Write out the whole listing exactly as it stands.

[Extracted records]
* * * * * * * * *

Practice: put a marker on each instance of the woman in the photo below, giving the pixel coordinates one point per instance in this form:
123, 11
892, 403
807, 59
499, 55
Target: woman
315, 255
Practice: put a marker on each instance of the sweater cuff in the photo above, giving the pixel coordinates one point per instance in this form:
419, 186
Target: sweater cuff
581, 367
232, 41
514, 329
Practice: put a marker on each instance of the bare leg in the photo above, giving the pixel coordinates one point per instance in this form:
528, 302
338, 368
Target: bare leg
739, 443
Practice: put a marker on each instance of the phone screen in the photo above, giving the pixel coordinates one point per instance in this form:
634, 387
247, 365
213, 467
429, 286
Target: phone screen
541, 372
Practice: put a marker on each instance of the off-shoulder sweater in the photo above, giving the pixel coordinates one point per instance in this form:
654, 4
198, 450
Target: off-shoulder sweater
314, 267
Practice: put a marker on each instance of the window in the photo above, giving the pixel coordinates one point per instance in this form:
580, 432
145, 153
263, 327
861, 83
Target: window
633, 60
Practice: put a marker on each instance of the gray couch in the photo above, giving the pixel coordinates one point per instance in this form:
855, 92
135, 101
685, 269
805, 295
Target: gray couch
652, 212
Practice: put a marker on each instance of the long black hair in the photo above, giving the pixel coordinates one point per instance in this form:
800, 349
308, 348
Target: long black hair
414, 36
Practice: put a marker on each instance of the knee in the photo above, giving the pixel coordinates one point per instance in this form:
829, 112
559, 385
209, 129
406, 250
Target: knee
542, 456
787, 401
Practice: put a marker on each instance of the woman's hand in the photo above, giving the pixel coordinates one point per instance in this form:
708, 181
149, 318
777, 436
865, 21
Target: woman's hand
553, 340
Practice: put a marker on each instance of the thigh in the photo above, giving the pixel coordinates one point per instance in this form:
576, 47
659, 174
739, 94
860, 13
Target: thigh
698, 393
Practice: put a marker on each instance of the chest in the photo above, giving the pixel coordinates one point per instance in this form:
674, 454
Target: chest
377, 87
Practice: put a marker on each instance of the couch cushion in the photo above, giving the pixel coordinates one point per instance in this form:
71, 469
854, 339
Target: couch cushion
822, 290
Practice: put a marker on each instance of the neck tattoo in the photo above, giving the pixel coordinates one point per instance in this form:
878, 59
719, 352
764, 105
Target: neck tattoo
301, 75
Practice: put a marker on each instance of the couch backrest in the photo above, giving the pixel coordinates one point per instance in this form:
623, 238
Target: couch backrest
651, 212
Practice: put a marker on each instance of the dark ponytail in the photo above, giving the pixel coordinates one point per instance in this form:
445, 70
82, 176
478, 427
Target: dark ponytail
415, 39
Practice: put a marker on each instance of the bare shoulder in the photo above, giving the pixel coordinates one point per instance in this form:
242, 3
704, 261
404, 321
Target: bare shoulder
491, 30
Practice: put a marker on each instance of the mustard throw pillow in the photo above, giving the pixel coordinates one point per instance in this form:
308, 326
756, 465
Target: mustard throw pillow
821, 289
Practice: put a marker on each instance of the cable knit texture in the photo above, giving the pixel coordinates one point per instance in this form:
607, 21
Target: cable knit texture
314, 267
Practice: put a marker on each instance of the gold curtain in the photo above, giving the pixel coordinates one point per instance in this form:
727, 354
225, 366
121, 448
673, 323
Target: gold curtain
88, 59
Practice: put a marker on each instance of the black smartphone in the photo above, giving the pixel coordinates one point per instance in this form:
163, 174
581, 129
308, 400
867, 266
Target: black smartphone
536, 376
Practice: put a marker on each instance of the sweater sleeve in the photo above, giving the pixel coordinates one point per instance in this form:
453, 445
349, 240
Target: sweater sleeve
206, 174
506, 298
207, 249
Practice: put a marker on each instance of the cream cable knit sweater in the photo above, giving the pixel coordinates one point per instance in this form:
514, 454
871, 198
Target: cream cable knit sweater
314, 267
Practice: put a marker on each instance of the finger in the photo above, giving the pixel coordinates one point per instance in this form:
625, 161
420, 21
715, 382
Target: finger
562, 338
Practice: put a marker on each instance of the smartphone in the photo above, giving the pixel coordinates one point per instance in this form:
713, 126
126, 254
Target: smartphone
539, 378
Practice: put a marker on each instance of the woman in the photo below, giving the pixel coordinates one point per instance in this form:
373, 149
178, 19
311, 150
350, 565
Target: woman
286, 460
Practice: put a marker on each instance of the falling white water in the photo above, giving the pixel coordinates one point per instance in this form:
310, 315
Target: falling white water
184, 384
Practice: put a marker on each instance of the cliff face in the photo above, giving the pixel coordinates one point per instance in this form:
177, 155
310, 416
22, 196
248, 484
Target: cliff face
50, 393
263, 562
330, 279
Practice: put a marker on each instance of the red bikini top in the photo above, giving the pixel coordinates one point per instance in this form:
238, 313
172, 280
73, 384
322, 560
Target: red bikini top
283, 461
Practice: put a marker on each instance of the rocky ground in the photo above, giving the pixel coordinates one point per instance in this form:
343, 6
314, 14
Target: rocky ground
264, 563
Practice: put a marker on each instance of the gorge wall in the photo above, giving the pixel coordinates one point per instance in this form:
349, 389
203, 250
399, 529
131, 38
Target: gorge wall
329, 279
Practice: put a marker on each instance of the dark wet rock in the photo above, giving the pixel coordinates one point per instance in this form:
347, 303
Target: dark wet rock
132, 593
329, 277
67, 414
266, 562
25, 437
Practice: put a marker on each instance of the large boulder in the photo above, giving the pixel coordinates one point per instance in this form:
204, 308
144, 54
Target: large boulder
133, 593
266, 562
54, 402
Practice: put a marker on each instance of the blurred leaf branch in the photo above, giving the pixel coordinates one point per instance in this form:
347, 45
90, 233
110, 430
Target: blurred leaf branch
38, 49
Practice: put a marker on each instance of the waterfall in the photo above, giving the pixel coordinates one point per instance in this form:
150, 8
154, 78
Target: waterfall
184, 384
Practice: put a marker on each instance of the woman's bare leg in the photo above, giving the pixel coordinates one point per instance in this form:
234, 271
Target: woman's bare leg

* * * * * * * * *

Problem solution
Practice: put a marker on each instance of the woman in the photo below, giving the pixel coordinates one point per instance in this form:
123, 11
892, 403
807, 59
499, 55
Target: woman
315, 255
Practice: put a marker on each instance of the sweater cuff in the photo above, giving the pixel coordinates one point per instance in this form:
419, 186
Target: sweater cuff
581, 367
232, 41
514, 329
Practice: put a marker on each instance of the bare leg in the photo above, giving the pixel coordinates one point per instance in this form:
528, 302
338, 368
Target: bare leg
739, 443
Practice: put a marker on each instance of the phone screen in the photo above, giving the pixel coordinates one point per instance in this form:
634, 387
247, 365
213, 467
429, 286
Target: phone screen
541, 372
Practice: put a marker on each instance of the off-shoulder sweater in the photo above, giving the pixel coordinates one point per instance in this form:
654, 4
198, 450
Target: off-shoulder sweater
314, 267
Practice: put a marker on each instance of the window in the photo above, giving the pixel coordinates one point per instance in this form:
580, 432
145, 153
263, 327
861, 83
Target: window
633, 60
Practice: put a marker on each instance of the gray couch in the photo above, giving the pixel coordinates one point per instance in this form:
855, 92
135, 101
685, 269
805, 295
Target: gray couch
652, 212
Practice: put a marker on each instance of the long black hair in the photo above, giving the pixel coordinates one point per instance in this form:
800, 349
308, 348
Target: long black hair
414, 36
Practice: put a marker on each instance of the knee in the photo above, giving the pixel coordinates one point per instance in this form:
829, 112
559, 385
209, 129
406, 250
Target: knee
542, 456
787, 401
Practice: put a marker on each instance of the woman's hand in the photo above, giving the pixel coordinates one point per instance in this form:
708, 181
149, 318
777, 436
865, 21
Target: woman's hand
553, 340
Practice: put a marker on each instance of the thigh in the photo above, giving the pixel coordinates one point per instance in this form:
576, 47
659, 174
739, 94
860, 13
Target: thigh
698, 393
Practice: put a marker on each instance of the chest in the photo above, giving the pixel coordinates one point per instance in this form:
674, 454
Target: chest
377, 87
Practice: put a marker on each instance of the couch cushion in the photo above, giving the pixel coordinates one point per instance in this form:
71, 469
854, 339
Target: couch cushion
822, 290
Practice: put a marker on each instance of the neck tattoo in the photo above, giving the pixel coordinates one point per instance in this form:
878, 59
719, 352
764, 105
Target: neck tattoo
301, 75
Practice: put a marker on each instance of the couch backrest in the photo above, giving the pixel coordinates one point per instance in this form:
623, 238
Target: couch backrest
651, 212
Practice: put a marker on each instance of the dark ponytail in the photo above, giving the pixel coordinates one point per instance in this form:
445, 70
82, 176
478, 427
Target: dark ponytail
415, 39
Practice: put a marker on each instance of the bare shoulder in the photo above, giving the pixel coordinates one point per instance in this form:
242, 3
704, 261
404, 321
Target: bare shoulder
491, 30
Practice: put a marker on each instance of the mustard throw pillow in the photo above, giving the pixel coordinates one point per instance in this form:
308, 326
756, 465
Target: mustard throw pillow
821, 289
Practice: put a marker on each instance of the cable knit texture in the photo above, giving the pixel coordinates one point per instance in this form:
607, 21
Target: cable knit texture
314, 267
Practice: put a marker on each instance of the gold curtain in the photo above, giving the pixel coordinates one point per instance in this form:
727, 354
225, 366
121, 448
673, 323
Target: gold curtain
88, 59
Practice: put a marker on each instance of the black smartphone in the photo above, giving the pixel coordinates one point per instance in this form:
163, 174
581, 129
308, 400
867, 266
Target: black smartphone
536, 376
Practice: put a marker on each instance of the sweater sleeve in the photo above, giving the pixel coordinates one point per instance in this form:
453, 445
349, 240
Target: sweater sleeve
206, 174
506, 298
207, 249
Practice: put a marker on each instance of the cream cable knit sweater in the photo above, giving the pixel coordinates one point per instance in this form:
514, 454
871, 198
Target: cream cable knit sweater
314, 267
Practice: put a marker on each instance of the finger in the photo above, giving the pixel coordinates one point per instance in this form:
625, 161
420, 21
715, 382
Target: finger
562, 338
Practice: put a marker on each instance of the smartphone in the photo above, giving the pixel coordinates one point per instance in this form:
713, 126
126, 254
Target: smartphone
539, 378
Practice: put a marker on each instance of the woman in the photo below, giving the pixel coordinates one point per instance in this form:
373, 149
178, 19
311, 150
350, 565
Target: woman
286, 460
Practice: put a marker on each instance of the falling white water in the photo above, giving the pixel coordinates one point per instance in this form:
310, 315
Target: falling white water
184, 384
Practice: put a marker on each instance of the cliff face in the photo above, giving the pixel coordinates one point per instance in this form:
177, 155
310, 416
22, 196
248, 484
Target: cliff face
50, 393
263, 562
330, 279
Practice: put a marker on each instance of the red bikini top in the photo above, giving the pixel coordinates one point per instance in this form:
238, 313
172, 280
73, 384
322, 560
Target: red bikini top
283, 461
Practice: put a marker on each instance of the rocky ground in the photo above, giving the pixel coordinates one point per instance in this form:
343, 6
314, 14
Target: rocky ground
264, 563
Practice: put a marker on each instance of the gorge wall in the photo above, giving the pixel coordinates one point per instance in this form:
349, 389
203, 250
399, 529
131, 38
Target: gorge wall
329, 279
Practice: put a marker on each instance of the dark wet rock in the photo above, giving the pixel coordinates one point per instance in this form:
347, 303
Target: dark wet rock
132, 593
329, 277
67, 414
266, 562
25, 437
Practice: put a marker on each instance of the large boulder in the photo above, giving the pixel coordinates one point per instance in this form:
204, 308
144, 54
Target: large boulder
133, 593
266, 562
54, 402
Practice: put a marker on each instance of the blurred leaf branch in the photo above, giving the pixel coordinates one point per instance in this form:
347, 45
90, 233
110, 430
Target: blurred leaf branch
38, 49
Practice: put a marker on each instance of the waterfall in the photo above, giving the pixel coordinates one point per instance in this form:
150, 8
154, 78
Target: waterfall
184, 384
Practice: put a marker on each instance of the woman's bare leg in the photo above, giving the pixel coordinates one point per instance in this form:
234, 271
Target: woman's bare leg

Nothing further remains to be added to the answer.